■ EXERCISE GOAL ■
An exact copy of the data below is required; return it in full.

■ MATERIAL FOR THIS EXERCISE ■
▼

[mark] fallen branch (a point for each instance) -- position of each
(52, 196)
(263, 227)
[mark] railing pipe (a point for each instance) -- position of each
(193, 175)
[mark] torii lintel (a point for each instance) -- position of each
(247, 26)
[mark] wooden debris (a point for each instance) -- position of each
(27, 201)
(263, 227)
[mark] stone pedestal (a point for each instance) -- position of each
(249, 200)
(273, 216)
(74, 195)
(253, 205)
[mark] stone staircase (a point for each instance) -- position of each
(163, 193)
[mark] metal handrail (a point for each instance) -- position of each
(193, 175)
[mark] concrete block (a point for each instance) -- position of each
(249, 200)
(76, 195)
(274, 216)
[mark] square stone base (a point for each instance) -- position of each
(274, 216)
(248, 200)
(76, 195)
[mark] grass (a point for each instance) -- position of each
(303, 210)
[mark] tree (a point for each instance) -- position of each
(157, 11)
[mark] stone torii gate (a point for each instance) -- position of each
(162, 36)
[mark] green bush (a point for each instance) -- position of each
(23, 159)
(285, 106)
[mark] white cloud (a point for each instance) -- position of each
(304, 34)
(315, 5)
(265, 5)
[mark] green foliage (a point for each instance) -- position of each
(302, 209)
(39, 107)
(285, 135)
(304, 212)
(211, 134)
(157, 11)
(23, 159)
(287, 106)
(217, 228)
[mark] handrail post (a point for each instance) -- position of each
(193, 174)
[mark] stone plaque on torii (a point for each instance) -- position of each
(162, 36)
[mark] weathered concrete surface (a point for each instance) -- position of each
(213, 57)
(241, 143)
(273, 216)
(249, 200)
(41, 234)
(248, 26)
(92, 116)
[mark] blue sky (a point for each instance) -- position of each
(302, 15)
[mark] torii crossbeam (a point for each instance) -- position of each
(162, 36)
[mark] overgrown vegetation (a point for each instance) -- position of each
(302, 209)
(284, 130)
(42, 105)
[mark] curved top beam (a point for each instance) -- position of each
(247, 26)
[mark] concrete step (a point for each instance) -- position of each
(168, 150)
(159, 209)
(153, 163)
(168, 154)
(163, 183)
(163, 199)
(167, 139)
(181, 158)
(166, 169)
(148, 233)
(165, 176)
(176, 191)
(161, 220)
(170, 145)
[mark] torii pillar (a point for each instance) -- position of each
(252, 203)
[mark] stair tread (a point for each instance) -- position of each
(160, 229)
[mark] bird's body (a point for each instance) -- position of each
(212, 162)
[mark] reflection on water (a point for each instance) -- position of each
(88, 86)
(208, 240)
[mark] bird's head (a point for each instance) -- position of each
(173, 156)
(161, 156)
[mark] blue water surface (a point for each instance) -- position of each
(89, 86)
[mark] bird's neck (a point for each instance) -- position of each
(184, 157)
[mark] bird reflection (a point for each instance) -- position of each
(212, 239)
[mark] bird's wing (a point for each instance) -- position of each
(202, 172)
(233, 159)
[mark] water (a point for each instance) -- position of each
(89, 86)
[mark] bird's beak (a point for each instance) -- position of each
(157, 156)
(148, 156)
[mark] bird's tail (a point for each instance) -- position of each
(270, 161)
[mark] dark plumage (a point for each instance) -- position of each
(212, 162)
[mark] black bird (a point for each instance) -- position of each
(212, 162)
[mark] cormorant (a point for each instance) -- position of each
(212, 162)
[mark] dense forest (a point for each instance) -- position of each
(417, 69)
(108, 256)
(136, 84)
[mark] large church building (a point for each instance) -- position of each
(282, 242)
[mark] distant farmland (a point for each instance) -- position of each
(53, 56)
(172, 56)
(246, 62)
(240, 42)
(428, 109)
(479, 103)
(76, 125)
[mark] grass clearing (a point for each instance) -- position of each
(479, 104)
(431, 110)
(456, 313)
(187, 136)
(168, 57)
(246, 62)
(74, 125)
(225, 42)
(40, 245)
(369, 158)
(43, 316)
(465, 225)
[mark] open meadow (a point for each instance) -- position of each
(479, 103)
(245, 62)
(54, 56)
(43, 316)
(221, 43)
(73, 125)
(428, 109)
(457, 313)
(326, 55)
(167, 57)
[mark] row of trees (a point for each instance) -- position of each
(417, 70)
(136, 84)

▲

■ REPLY ■
[mark] fallen branch (a point for each instance) -- position of each
(52, 196)
(263, 227)
[mark] railing pipe (a point for each instance) -- position of each
(193, 175)
[mark] torii lintel (a point for each instance) -- position of each
(247, 26)
[mark] wooden debris (a point for each instance) -- position of each
(27, 201)
(263, 227)
[mark] stone pedestal (a point for each instance) -- position of each
(249, 200)
(273, 216)
(74, 195)
(253, 205)
[mark] stone staircase (a point for each instance) -- position of each
(163, 193)
[mark] metal handrail (a point for each instance) -- position of each
(193, 175)
[mark] concrete block (a point for each instance) -- position of each
(249, 200)
(76, 195)
(274, 216)
[mark] square stone base (a point for each instance) -- position of each
(274, 216)
(248, 200)
(76, 195)
[mark] grass (a point for each instance) -- position of each
(303, 210)
[mark] tree (a point for each instance) -- position of each
(157, 11)
[mark] stone torii gate (a point for each instance) -- position of each
(162, 36)
[mark] green bush (a point for each instance) -- position of each
(23, 159)
(285, 106)
[mark] white cloud (a point for each instance) -- position of each
(304, 34)
(315, 5)
(265, 5)
[mark] green foliage (a point for each instance) -- position of each
(302, 209)
(39, 107)
(285, 135)
(304, 212)
(211, 134)
(157, 11)
(23, 159)
(287, 106)
(217, 228)
[mark] handrail post (a point for each instance) -- position of each
(193, 174)
[mark] stone plaque on torii (a point for each instance) -- position of each
(162, 36)
[mark] weathered concrete surface (a point for each instance) -- position of each
(213, 57)
(241, 143)
(273, 216)
(249, 200)
(41, 234)
(248, 26)
(92, 116)
[mark] blue sky (a point for each instance) -- position of each
(302, 15)
[mark] torii crossbeam (a point for each instance) -- position of each
(162, 36)
[mark] overgrown vegetation (a point for each instance) -- position of each
(302, 209)
(284, 130)
(42, 105)
[mark] curved top beam (a point for each instance) -- position of each
(247, 26)
[mark] concrete step (a point for each instance) -- position of each
(168, 150)
(159, 209)
(153, 163)
(168, 154)
(163, 183)
(163, 199)
(167, 139)
(181, 158)
(166, 169)
(148, 233)
(165, 176)
(176, 191)
(161, 220)
(170, 145)
[mark] torii pillar (a point for each instance) -- position of each
(252, 203)
[mark] stair tread (a point for each instance) -- position of each
(160, 229)
[mark] bird's body (a point for each instance) -- position of each
(212, 162)
[mark] reflection on water (a point for each instance) -- position of each
(88, 86)
(208, 240)
[mark] bird's head (a point for each instance) -- position of each
(173, 156)
(161, 156)
[mark] blue water surface (a point for each instance) -- position of each
(89, 86)
[mark] bird's neck (a point for each instance) -- position of each
(184, 157)
[mark] bird reflection (a point for each instance) -- position of each
(212, 239)
[mark] bird's wing (a point for each instance) -- position of each
(202, 172)
(233, 159)
[mark] water (a point for each instance) -- position of each
(89, 86)
[mark] bird's beak (a point for each instance) -- position of each
(157, 156)
(148, 156)
[mark] bird's tail (a point for each instance) -- position of each
(270, 161)
[mark] dark plumage (a point for each instance) -- position of each
(212, 162)
[mark] black bird (a point for each instance) -- position of each
(212, 162)
[mark] cormorant (a point for each instance) -- position of each
(212, 162)
[mark] dense forest (a point for each instance) -- position of each
(417, 69)
(108, 256)
(136, 84)
[mark] large church building (a point for each instance) -- position of each
(282, 242)
[mark] distant farmland (a point for each instance) -- position of each
(53, 56)
(172, 56)
(246, 62)
(240, 42)
(428, 109)
(479, 103)
(76, 125)
[mark] grass clearing (a point for each instance) -- position of each
(479, 104)
(431, 110)
(456, 313)
(187, 136)
(168, 57)
(246, 62)
(74, 125)
(225, 42)
(40, 245)
(369, 158)
(43, 316)
(465, 225)
[mark] open meadow (a point for each instance) -- position of each
(479, 103)
(245, 62)
(54, 56)
(43, 316)
(221, 43)
(73, 125)
(428, 109)
(457, 313)
(326, 55)
(167, 57)
[mark] row of trees (a point for each instance) -- position of each
(417, 70)
(136, 84)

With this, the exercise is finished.